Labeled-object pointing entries
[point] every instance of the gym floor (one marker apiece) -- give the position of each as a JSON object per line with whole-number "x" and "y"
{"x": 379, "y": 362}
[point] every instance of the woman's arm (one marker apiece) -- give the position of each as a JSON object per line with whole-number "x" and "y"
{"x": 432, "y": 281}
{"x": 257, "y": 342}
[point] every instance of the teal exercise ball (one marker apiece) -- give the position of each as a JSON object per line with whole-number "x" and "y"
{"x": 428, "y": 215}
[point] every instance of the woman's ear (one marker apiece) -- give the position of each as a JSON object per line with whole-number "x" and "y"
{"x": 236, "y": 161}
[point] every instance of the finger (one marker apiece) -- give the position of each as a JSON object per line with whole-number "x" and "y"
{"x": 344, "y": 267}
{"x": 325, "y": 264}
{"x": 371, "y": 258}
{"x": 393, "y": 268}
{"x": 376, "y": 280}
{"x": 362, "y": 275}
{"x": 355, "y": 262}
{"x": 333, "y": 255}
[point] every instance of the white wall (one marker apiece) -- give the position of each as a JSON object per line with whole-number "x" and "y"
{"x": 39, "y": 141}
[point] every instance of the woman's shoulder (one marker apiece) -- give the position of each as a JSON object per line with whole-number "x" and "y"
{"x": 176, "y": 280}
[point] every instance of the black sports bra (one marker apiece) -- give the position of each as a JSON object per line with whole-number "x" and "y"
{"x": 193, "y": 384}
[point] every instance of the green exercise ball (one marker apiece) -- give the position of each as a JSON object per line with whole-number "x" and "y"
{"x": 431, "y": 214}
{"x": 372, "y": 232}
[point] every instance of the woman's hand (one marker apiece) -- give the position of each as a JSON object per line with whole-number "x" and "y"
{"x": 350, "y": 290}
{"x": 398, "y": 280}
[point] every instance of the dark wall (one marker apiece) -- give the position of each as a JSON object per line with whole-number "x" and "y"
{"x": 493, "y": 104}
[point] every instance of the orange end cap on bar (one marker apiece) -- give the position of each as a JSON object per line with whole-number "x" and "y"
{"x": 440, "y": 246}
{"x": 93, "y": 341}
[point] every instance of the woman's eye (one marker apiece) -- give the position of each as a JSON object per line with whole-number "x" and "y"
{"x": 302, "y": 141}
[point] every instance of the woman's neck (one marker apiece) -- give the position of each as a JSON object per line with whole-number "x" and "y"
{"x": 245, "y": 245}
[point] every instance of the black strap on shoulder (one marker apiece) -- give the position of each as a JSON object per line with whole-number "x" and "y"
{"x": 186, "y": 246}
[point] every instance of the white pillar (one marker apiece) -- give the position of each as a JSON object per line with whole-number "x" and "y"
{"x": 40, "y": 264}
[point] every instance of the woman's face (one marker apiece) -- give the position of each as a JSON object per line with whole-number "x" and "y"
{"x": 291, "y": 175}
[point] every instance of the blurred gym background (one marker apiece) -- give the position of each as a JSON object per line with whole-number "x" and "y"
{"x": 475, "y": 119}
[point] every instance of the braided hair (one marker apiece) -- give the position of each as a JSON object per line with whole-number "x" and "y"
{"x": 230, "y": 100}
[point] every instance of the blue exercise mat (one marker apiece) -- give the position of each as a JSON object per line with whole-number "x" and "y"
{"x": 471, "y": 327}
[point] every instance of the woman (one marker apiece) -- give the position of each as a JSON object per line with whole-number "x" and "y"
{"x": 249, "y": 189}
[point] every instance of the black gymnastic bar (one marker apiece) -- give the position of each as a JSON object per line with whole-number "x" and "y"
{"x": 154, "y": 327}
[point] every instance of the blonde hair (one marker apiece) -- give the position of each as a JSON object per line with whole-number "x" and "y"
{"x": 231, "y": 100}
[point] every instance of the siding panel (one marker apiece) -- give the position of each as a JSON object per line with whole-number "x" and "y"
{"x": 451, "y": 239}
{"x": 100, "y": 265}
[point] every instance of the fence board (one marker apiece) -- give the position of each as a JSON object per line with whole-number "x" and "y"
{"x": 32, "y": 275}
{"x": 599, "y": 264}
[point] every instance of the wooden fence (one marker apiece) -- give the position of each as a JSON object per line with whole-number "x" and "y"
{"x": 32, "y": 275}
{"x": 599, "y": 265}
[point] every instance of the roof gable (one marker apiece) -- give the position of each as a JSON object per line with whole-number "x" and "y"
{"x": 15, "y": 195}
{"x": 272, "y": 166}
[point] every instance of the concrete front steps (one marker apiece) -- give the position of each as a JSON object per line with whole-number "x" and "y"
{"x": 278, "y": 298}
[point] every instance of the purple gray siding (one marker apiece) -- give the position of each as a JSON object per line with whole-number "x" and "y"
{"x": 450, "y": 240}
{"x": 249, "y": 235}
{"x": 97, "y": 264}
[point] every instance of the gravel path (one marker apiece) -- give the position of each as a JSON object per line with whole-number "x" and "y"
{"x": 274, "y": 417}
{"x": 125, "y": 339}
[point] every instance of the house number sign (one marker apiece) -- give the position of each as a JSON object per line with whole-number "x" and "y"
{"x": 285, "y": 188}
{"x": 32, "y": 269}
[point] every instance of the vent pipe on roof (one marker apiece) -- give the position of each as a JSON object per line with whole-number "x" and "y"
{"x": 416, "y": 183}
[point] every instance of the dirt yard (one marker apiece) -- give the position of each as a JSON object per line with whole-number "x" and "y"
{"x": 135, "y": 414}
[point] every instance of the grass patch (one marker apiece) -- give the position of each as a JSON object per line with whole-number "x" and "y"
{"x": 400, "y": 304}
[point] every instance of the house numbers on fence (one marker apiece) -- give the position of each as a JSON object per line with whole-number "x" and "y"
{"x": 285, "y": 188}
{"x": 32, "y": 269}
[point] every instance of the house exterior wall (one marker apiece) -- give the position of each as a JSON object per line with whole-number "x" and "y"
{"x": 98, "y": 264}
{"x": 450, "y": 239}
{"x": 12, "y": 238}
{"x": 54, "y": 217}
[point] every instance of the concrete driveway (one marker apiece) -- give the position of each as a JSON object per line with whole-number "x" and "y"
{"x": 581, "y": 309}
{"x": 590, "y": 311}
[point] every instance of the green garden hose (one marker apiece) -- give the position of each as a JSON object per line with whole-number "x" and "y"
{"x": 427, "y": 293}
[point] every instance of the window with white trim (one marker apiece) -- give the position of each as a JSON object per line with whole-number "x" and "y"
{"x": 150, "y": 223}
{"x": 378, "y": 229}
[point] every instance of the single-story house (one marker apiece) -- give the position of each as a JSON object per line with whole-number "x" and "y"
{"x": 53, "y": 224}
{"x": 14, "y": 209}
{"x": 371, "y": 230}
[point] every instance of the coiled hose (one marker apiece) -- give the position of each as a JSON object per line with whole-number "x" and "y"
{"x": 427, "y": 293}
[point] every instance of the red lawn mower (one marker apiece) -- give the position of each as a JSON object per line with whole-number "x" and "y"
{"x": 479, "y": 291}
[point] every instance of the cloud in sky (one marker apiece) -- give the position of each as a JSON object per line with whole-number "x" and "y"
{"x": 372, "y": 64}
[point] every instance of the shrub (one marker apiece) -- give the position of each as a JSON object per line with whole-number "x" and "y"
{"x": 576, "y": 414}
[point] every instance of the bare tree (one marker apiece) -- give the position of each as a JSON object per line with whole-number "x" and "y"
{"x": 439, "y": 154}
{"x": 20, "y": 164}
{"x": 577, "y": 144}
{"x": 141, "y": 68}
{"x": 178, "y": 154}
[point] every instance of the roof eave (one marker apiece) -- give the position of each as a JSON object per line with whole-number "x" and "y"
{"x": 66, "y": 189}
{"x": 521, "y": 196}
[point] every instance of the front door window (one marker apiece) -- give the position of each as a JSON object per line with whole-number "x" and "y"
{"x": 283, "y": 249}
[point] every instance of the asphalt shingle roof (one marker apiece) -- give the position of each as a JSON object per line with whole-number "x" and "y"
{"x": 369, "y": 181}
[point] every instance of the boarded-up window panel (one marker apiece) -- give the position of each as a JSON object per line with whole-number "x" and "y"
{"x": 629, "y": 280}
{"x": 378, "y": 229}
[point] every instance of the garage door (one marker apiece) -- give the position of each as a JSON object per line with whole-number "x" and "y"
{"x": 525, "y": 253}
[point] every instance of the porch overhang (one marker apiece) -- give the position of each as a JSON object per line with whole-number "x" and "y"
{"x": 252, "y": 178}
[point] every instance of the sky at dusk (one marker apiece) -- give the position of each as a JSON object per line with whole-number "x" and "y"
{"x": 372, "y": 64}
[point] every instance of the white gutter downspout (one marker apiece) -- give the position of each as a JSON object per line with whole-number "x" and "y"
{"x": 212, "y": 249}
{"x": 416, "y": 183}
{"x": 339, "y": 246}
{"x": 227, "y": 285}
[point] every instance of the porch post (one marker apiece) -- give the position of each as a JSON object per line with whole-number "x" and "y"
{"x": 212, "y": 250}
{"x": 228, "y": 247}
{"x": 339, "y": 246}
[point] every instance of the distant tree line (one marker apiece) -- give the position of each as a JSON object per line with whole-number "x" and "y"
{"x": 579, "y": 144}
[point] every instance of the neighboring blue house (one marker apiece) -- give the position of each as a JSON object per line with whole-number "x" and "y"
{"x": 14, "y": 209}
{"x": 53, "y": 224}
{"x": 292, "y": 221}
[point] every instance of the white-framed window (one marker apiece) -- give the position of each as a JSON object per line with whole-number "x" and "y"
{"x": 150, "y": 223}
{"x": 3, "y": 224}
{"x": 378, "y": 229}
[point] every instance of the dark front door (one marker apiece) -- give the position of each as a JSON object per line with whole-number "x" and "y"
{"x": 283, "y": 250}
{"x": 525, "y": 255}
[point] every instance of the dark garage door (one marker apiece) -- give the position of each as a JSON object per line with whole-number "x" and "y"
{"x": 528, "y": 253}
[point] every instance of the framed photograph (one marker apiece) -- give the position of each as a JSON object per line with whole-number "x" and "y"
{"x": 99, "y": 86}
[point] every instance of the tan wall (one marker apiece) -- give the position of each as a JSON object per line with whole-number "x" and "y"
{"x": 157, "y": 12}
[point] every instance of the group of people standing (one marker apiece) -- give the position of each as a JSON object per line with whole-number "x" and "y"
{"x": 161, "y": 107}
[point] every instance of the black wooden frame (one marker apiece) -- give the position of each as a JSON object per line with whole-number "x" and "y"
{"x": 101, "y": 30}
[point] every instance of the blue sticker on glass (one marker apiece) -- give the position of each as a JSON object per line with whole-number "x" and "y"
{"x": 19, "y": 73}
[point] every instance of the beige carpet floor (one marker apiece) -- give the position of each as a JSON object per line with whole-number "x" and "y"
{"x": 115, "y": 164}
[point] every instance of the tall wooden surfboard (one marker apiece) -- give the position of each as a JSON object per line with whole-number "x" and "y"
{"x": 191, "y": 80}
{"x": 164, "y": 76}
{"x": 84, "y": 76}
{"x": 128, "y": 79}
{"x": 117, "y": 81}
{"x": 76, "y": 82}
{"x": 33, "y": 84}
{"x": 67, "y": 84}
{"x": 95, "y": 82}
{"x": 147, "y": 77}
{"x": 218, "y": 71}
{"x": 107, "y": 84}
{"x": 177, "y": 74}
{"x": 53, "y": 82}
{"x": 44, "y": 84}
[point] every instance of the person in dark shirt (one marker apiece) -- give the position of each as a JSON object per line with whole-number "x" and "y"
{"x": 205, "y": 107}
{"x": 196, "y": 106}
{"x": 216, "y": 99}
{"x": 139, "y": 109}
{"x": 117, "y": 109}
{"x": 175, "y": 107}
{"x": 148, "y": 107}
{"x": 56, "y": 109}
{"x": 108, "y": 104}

▶ **DESCRIPTION OF THE TASK**: Return exactly the lines from the line bearing "[point] every instance of the person" to the end of the records, inclusive of both; include no other lines.

▶ **WRITTEN SOLUTION**:
[point] every instance of the person in dark shirt (one marker apiece) -- give the position of each as a JSON object per line with whole-number "x" and "y"
{"x": 205, "y": 107}
{"x": 196, "y": 106}
{"x": 216, "y": 99}
{"x": 139, "y": 109}
{"x": 117, "y": 109}
{"x": 175, "y": 107}
{"x": 148, "y": 107}
{"x": 56, "y": 109}
{"x": 108, "y": 104}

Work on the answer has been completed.